Does Strength Equal Speed?

A closer look at Aagaard, RFD, and what heavy lifting actually does

Photo by nhoizey on Unsplash

Every few months, an older strength paper makes the rounds on social media, usually accompanied by a confident caption suggesting we’ve “been overthinking speed” and that strength alone explains power and velocity.

One paper that often gets used this way is an early study by Per Aagaard from the mid-1990s. The most commonly quoted line is some version of:

• Heavy resistance training has been shown to improve the velocity of maximal unloaded movements.

That sentence is technically true.

It is also very easy to misinterpret.

Let’s slow this down and look at what the research actually shows — and just as importantly, what it does not.

What the original Aagaard work actually studied

The early Aagaard studies examined how different resistance-training approaches affected:

• Maximal force (torque)

• Power output

• Performance across a range of movement velocities

The testing was done using single-joint knee extension tasks under tightly controlled laboratory conditions. This is not a flaw — it’s intentional. Constraining the task allows researchers to study neuromuscular adaptations without the noise of coordination, balance, or skill.

In these settings, heavy resistance training increased maximal force, and that increase shifted the force–velocity relationship upward. As a result, participants were able to move faster during unloaded knee-extension tasks.

That finding is real.

Why that result gets overextended

The problem isn’t the data — it’s the leap people make after the data.

Improved velocity in a single-joint, lab-based task is often treated as evidence that:

• Strength alone explains speed

• Explosive training is unnecessary

• Task specificity doesn’t matter

None of those conclusions were tested in the study.

The paper did not examine:

• Sprinting

• Jumping

• Cutting

• Sport skill transfer

• Time-constrained force expression in chaotic environments

It examined knee extensors producing force under controlled conditions.

Dataset records ->
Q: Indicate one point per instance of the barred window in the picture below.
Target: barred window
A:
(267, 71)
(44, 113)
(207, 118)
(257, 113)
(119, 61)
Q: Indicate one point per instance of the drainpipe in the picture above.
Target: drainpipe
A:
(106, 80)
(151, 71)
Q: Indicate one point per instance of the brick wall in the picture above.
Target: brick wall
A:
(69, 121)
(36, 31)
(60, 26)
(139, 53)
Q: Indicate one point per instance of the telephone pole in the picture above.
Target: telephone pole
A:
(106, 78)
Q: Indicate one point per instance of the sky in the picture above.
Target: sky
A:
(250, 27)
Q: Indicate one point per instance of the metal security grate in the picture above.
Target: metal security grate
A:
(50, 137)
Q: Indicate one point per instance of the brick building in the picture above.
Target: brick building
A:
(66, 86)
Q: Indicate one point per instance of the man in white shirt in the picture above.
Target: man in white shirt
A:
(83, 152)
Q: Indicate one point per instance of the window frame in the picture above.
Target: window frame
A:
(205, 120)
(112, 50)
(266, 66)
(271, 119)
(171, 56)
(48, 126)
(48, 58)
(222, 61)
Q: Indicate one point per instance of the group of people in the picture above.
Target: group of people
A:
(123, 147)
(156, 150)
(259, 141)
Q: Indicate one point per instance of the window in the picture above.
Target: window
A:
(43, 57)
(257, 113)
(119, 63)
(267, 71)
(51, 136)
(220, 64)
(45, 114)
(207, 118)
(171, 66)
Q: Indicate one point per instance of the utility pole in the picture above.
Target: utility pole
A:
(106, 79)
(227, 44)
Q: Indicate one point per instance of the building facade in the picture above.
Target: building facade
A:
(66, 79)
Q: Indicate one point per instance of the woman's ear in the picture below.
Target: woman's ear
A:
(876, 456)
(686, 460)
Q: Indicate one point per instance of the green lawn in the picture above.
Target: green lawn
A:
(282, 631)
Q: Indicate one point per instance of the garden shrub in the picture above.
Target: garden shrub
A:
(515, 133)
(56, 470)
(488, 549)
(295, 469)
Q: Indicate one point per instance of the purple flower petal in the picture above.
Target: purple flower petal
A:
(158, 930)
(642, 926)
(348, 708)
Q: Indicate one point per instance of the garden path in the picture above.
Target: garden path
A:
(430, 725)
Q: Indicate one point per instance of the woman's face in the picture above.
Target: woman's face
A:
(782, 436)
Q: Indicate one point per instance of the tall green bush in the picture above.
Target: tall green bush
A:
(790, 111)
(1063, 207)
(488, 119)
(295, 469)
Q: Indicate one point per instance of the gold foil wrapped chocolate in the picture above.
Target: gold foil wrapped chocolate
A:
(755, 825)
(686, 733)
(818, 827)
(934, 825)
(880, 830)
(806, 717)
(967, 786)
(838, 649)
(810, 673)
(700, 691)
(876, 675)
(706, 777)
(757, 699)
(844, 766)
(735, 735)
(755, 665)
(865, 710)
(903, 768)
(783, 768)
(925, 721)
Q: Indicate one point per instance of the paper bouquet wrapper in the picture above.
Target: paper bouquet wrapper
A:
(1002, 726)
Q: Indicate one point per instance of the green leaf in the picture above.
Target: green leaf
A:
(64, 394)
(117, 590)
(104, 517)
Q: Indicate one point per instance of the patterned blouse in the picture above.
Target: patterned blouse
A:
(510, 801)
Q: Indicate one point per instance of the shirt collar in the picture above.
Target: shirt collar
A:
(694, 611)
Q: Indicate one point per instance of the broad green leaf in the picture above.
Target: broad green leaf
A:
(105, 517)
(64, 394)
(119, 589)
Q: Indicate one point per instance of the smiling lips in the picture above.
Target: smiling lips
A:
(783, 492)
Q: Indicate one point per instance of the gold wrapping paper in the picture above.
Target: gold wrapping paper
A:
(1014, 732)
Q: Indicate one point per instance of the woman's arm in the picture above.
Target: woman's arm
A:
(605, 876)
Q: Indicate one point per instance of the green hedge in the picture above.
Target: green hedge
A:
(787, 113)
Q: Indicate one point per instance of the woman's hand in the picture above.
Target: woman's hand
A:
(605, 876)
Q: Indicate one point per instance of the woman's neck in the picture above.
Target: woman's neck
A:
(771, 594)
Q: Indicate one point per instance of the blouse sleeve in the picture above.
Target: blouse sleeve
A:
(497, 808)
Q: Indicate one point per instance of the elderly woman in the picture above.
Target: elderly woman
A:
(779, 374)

Tasks for this exercise ->
a – Translate into Spanish this sentence from the article on strength and speed: "None of those conclusions were tested in the study."
b – Rewrite the passage of the article on strength and speed that begins at the words "What the original" and ends after "balance, or skill.", putting "scientists" in place of "researchers".

Results for the exercise ->
a – Ninguna de esas conclusiones se puso a prueba en el estudio.

b –
What the original Aagaard work actually studied

The early Aagaard studies examined how different resistance-training approaches affected:

• Maximal force (torque)

• Power output

• Performance across a range of movement velocities

The testing was done using single-joint knee extension tasks under tightly controlled laboratory conditions. This is not a flaw — it’s intentional. Constraining the task allows scientists to study neuromuscular adaptations without the noise of coordination, balance, or skill.